Items from a dataset:
════════════════

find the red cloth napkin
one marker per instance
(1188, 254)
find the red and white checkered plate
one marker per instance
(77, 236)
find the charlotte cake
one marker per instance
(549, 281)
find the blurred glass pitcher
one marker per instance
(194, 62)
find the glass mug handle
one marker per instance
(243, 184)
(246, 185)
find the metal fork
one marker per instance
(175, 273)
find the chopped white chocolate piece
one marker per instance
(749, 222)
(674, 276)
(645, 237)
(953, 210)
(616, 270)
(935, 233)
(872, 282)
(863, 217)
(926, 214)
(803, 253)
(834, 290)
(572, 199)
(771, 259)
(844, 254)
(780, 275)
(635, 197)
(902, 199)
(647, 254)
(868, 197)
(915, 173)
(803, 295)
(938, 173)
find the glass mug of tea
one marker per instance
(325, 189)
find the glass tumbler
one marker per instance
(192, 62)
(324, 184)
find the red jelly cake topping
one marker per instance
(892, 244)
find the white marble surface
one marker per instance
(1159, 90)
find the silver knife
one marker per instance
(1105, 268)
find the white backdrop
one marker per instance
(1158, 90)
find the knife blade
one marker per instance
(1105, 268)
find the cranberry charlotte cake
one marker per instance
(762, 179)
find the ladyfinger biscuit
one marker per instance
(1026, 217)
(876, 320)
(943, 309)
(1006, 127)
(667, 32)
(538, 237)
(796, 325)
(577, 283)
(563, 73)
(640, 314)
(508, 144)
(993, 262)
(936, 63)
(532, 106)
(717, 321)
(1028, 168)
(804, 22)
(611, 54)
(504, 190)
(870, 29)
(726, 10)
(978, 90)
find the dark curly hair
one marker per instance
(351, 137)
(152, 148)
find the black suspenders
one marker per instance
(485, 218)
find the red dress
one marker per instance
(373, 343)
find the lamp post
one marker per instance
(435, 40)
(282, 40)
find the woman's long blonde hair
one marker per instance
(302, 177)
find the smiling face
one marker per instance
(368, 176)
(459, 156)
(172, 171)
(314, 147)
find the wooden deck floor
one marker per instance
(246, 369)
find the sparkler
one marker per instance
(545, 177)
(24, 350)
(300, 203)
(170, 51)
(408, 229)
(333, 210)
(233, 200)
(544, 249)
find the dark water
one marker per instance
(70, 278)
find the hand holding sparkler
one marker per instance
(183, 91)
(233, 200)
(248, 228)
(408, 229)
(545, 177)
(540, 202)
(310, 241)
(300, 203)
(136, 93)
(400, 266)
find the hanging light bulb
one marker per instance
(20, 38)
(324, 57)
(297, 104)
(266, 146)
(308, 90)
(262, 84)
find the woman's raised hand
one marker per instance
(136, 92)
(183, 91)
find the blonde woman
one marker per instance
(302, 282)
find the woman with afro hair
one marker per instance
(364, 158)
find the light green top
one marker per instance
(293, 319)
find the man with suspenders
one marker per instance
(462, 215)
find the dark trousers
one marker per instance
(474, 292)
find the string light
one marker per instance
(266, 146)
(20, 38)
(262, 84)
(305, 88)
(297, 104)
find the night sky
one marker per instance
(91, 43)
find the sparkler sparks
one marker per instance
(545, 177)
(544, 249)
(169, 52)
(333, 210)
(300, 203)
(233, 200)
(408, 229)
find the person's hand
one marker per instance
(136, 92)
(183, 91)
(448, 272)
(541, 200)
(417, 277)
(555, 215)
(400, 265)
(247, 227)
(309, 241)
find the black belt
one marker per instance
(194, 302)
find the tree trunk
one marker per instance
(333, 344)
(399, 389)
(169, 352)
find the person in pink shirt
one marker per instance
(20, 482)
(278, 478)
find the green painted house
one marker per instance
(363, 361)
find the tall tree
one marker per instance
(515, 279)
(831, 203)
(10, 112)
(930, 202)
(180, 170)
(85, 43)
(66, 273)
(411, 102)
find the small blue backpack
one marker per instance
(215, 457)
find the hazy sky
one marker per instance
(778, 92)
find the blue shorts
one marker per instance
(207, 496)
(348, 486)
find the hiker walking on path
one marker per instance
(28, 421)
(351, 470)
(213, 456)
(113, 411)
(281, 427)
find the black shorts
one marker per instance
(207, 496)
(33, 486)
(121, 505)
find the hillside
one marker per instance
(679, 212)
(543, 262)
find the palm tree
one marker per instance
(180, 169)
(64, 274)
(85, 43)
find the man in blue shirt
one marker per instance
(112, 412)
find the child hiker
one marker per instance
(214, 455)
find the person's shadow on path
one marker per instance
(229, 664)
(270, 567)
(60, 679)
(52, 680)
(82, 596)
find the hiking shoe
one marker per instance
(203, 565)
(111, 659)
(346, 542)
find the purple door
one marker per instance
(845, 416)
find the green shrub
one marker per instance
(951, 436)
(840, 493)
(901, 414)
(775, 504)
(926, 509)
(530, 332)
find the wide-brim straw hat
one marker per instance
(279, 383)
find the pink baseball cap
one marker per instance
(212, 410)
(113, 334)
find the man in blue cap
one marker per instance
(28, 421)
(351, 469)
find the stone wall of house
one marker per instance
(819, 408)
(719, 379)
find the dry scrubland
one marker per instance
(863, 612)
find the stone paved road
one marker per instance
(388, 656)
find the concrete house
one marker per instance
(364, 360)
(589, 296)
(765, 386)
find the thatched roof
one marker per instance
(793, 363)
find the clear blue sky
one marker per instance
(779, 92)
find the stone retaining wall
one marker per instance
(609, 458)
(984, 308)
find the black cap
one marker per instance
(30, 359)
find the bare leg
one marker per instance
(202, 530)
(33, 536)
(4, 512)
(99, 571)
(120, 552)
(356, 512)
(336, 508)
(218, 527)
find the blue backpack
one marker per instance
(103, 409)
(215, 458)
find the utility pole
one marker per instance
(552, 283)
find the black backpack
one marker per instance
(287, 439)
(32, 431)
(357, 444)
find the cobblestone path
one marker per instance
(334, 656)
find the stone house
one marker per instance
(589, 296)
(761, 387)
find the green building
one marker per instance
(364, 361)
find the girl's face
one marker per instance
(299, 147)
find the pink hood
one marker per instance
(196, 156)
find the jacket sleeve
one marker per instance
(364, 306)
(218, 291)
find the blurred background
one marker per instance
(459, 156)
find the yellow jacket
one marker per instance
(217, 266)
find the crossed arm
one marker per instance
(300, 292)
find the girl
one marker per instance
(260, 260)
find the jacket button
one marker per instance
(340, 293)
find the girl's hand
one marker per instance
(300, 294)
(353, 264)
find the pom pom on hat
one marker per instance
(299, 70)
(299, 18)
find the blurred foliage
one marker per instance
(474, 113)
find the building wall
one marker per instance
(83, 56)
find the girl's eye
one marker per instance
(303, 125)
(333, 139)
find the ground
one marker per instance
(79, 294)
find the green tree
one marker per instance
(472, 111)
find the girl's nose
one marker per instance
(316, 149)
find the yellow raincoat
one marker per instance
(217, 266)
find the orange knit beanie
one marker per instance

════════════════

*YOUR GOAL:* Reproduce the data above, replacing every occurrence of "one marker per instance" with "one point per instance" and leaving all else unchanged.

*THE REPLY:*
find the red cloth napkin
one point per instance
(1188, 254)
find the red and white checkered plate
one point per instance
(77, 236)
find the charlotte cake
one point per instance
(549, 281)
find the blurred glass pitcher
one point per instance
(194, 62)
find the glass mug handle
one point per instance
(243, 184)
(246, 185)
find the metal fork
one point per instance
(175, 273)
find the chopped white chocolate piece
one point per instance
(749, 222)
(674, 276)
(645, 237)
(953, 210)
(616, 270)
(935, 233)
(872, 282)
(863, 217)
(926, 214)
(803, 253)
(834, 290)
(572, 199)
(771, 259)
(844, 254)
(780, 275)
(635, 197)
(902, 199)
(647, 254)
(868, 197)
(915, 173)
(803, 295)
(938, 173)
find the glass mug of tea
one point per instance
(325, 189)
find the glass tumbler
one point per instance
(192, 62)
(324, 184)
find the red jelly cake topping
one point per instance
(892, 244)
find the white marble surface
one point per instance
(1159, 90)
find the silver knife
one point per instance
(1105, 268)
find the white backdrop
one point per instance
(1158, 90)
find the knife blade
one point per instance
(1105, 268)
find the cranberry charlotte cake
one point per instance
(762, 179)
find the ladyfinger biscuit
one point per instance
(1026, 217)
(876, 320)
(943, 309)
(1006, 127)
(667, 32)
(538, 237)
(796, 325)
(577, 283)
(563, 73)
(640, 314)
(508, 144)
(993, 262)
(936, 63)
(532, 106)
(717, 321)
(1028, 168)
(804, 22)
(611, 54)
(504, 190)
(870, 29)
(726, 10)
(978, 90)
find the dark curly hair
one point per instance
(351, 137)
(152, 148)
find the black suspenders
one point per instance
(485, 218)
find the red dress
one point per instance
(373, 343)
find the lamp post
one point per instance
(435, 40)
(282, 40)
find the woman's long blonde hair
one point per instance
(302, 177)
find the smiling face
one point per instance
(368, 176)
(459, 156)
(172, 171)
(314, 147)
find the wooden deck floor
one point per instance
(246, 369)
find the sparkler
one point per instance
(545, 177)
(24, 350)
(300, 203)
(170, 51)
(408, 229)
(333, 210)
(233, 200)
(544, 249)
find the dark water
one point per instance
(70, 278)
find the hand holding sparkler
one point per instance
(183, 91)
(233, 200)
(248, 228)
(408, 229)
(545, 177)
(540, 202)
(310, 241)
(300, 203)
(136, 93)
(400, 266)
find the hanging light bulb
one point per instance
(20, 38)
(324, 57)
(297, 104)
(266, 146)
(308, 90)
(262, 84)
find the woman's raised hand
one point per instance
(136, 92)
(183, 91)
find the blonde woman
one point per instance
(302, 282)
find the woman with afro hair
one point per instance
(364, 158)
find the light green top
one point per instance
(293, 319)
find the man with suspenders
one point per instance
(462, 215)
find the dark trousers
one point per instance
(474, 292)
find the string light
one point per instance
(266, 146)
(20, 38)
(262, 84)
(305, 88)
(297, 104)
find the night sky
one point per instance
(91, 43)
find the sparkler sparks
one point per instance
(545, 177)
(544, 249)
(169, 52)
(333, 210)
(300, 203)
(233, 200)
(408, 229)
find the person's hand
one point per instance
(136, 92)
(183, 91)
(448, 272)
(541, 200)
(417, 277)
(555, 215)
(400, 265)
(247, 227)
(309, 241)
find the black belt
one point per instance
(194, 302)
find the tree trunk
one point per instance
(333, 344)
(399, 389)
(169, 352)
find the person in pink shirt
one point per instance
(20, 482)
(278, 478)
find the green painted house
one point per instance
(363, 361)
find the tall tree
one point per instance
(515, 279)
(831, 203)
(10, 112)
(930, 202)
(180, 170)
(85, 43)
(66, 273)
(411, 102)
find the small blue backpack
one point per instance
(215, 457)
find the hazy sky
one point per instance
(778, 92)
find the blue shorts
one point per instance
(207, 496)
(348, 486)
find the hiker walking on path
one point per instance
(28, 421)
(351, 470)
(213, 456)
(113, 411)
(281, 427)
find the black shorts
one point per instance
(207, 496)
(33, 486)
(121, 505)
find the hillside
one point per instance
(679, 212)
(543, 262)
find the palm tree
one point per instance
(180, 169)
(64, 274)
(85, 43)
find the man in blue shirt
one point per instance
(112, 412)
find the child hiker
one point per instance
(214, 455)
find the person's shadow on path
one point per instance
(229, 664)
(270, 567)
(60, 679)
(52, 680)
(82, 596)
find the hiking shoe
one point per instance
(203, 565)
(111, 659)
(346, 542)
find the purple door
one point per instance
(845, 416)
find the green shrub
one point per instance
(951, 436)
(840, 493)
(901, 414)
(775, 504)
(926, 509)
(530, 332)
find the wide-brim straw hat
one point per instance
(279, 383)
find the pink baseball cap
one point per instance
(212, 410)
(113, 334)
find the man in blue cap
one point per instance
(28, 421)
(351, 469)
find the stone wall of house
one point per instance
(819, 408)
(719, 379)
find the dry scrubland
one point per instance
(863, 612)
find the stone paved road
one point per instance
(388, 656)
find the concrete house
one point per instance
(364, 360)
(589, 296)
(765, 386)
find the thatched roof
one point per instance
(793, 363)
find the clear blue sky
one point per instance
(779, 92)
find the stone retaining wall
one point per instance
(609, 458)
(984, 308)
find the black cap
one point per instance
(30, 359)
find the bare leg
one point per instance
(202, 530)
(33, 536)
(4, 512)
(99, 571)
(120, 552)
(356, 512)
(336, 508)
(218, 527)
find the blue backpack
one point per instance
(103, 409)
(215, 458)
find the utility pole
one point per instance
(552, 283)
find the black backpack
one point per instance
(287, 439)
(32, 431)
(357, 444)
find the cobblestone path
one point per instance
(334, 656)
find the stone house
one point per instance
(589, 296)
(761, 387)
find the green building
one point per instance
(364, 361)
find the girl's face
one point per instance
(299, 147)
find the pink hood
one point per instance
(196, 156)
find the jacket sleeve
one point per instance
(364, 306)
(218, 291)
find the blurred background
one point per instance
(459, 156)
find the yellow jacket
one point per instance
(217, 266)
find the crossed arm
one point per instance
(300, 292)
find the girl
one point per instance
(260, 260)
find the jacket button
one point per instance
(340, 293)
find the girl's hand
one point per instance
(300, 294)
(353, 264)
find the pom pom on hat
one point per instance
(299, 70)
(299, 18)
find the blurred foliage
one point per instance
(474, 113)
find the building wall
one point per instance
(83, 56)
find the girl's eye
one point per instance
(303, 125)
(333, 139)
find the ground
one point per instance
(79, 294)
find the green tree
one point per instance
(472, 111)
find the girl's nose
one point per instance
(316, 149)
find the yellow raincoat
one point per instance
(217, 266)
find the orange knit beanie
one point per instance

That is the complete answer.